* EXERCISE DETAILS
Please reproduce exactly the line that contains "--svg-fill-rule evenodd" and every line after it through the end of the records below, adding nothing else.

(Extracted data entries)

⁂

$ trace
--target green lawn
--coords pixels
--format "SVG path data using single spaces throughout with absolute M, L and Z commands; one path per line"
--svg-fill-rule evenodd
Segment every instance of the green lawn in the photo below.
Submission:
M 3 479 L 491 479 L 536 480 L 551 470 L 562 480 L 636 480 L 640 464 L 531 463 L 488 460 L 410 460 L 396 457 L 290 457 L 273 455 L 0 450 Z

⁂

* TASK ANSWER
--svg-fill-rule evenodd
Segment every instance of the green lawn in the photo below.
Submission:
M 3 479 L 491 479 L 536 480 L 551 470 L 562 480 L 636 480 L 640 464 L 531 463 L 488 460 L 410 460 L 396 457 L 290 457 L 273 455 L 0 450 Z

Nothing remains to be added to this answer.